Entries in a dataset:

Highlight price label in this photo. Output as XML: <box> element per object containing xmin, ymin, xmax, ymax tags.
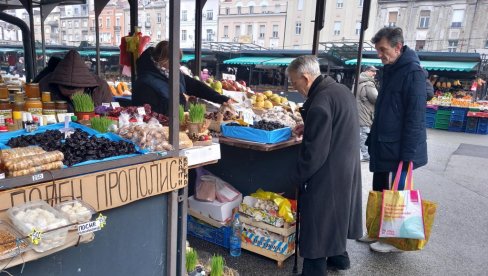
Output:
<box><xmin>32</xmin><ymin>173</ymin><xmax>44</xmax><ymax>181</ymax></box>
<box><xmin>137</xmin><ymin>106</ymin><xmax>146</xmax><ymax>116</ymax></box>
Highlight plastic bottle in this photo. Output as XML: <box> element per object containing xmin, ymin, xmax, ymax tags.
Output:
<box><xmin>230</xmin><ymin>213</ymin><xmax>242</xmax><ymax>257</ymax></box>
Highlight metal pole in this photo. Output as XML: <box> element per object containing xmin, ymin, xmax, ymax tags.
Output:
<box><xmin>129</xmin><ymin>0</ymin><xmax>139</xmax><ymax>84</ymax></box>
<box><xmin>193</xmin><ymin>0</ymin><xmax>207</xmax><ymax>76</ymax></box>
<box><xmin>166</xmin><ymin>0</ymin><xmax>180</xmax><ymax>275</ymax></box>
<box><xmin>312</xmin><ymin>0</ymin><xmax>325</xmax><ymax>56</ymax></box>
<box><xmin>354</xmin><ymin>0</ymin><xmax>371</xmax><ymax>96</ymax></box>
<box><xmin>94</xmin><ymin>0</ymin><xmax>109</xmax><ymax>76</ymax></box>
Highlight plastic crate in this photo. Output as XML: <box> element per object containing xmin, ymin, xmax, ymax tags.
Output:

**Problem to solve**
Can you give every line of the entries above as a Markdown table with the columns "No." and "Line", skipping blank lines and leaving the pictures out?

**Finished answer**
| No. | Line |
|---|---|
| 1 | Highlight price label in this photo. Output as XML: <box> element per object containing xmin, ymin, xmax, ymax tags. |
| 2 | Output: |
| 3 | <box><xmin>32</xmin><ymin>173</ymin><xmax>44</xmax><ymax>181</ymax></box> |
| 4 | <box><xmin>137</xmin><ymin>106</ymin><xmax>146</xmax><ymax>116</ymax></box> |
| 5 | Highlight plastic bottle in this photo. Output as XML: <box> element per object containing xmin, ymin, xmax, ymax tags. |
| 6 | Output: |
| 7 | <box><xmin>230</xmin><ymin>213</ymin><xmax>242</xmax><ymax>257</ymax></box> |
| 8 | Highlight metal pole in this photo. Output as XML: <box> element per object containing xmin, ymin, xmax, ymax tags. |
| 9 | Output: |
| 10 | <box><xmin>129</xmin><ymin>0</ymin><xmax>139</xmax><ymax>84</ymax></box> |
| 11 | <box><xmin>193</xmin><ymin>0</ymin><xmax>207</xmax><ymax>76</ymax></box> |
| 12 | <box><xmin>166</xmin><ymin>0</ymin><xmax>180</xmax><ymax>275</ymax></box> |
| 13 | <box><xmin>312</xmin><ymin>0</ymin><xmax>325</xmax><ymax>56</ymax></box> |
| 14 | <box><xmin>354</xmin><ymin>0</ymin><xmax>371</xmax><ymax>96</ymax></box> |
| 15 | <box><xmin>94</xmin><ymin>0</ymin><xmax>109</xmax><ymax>76</ymax></box> |
| 16 | Highlight plastic crate in this photo. Output as XML: <box> element per object containing xmin, ymin, xmax, ymax tags. |
| 17 | Output: |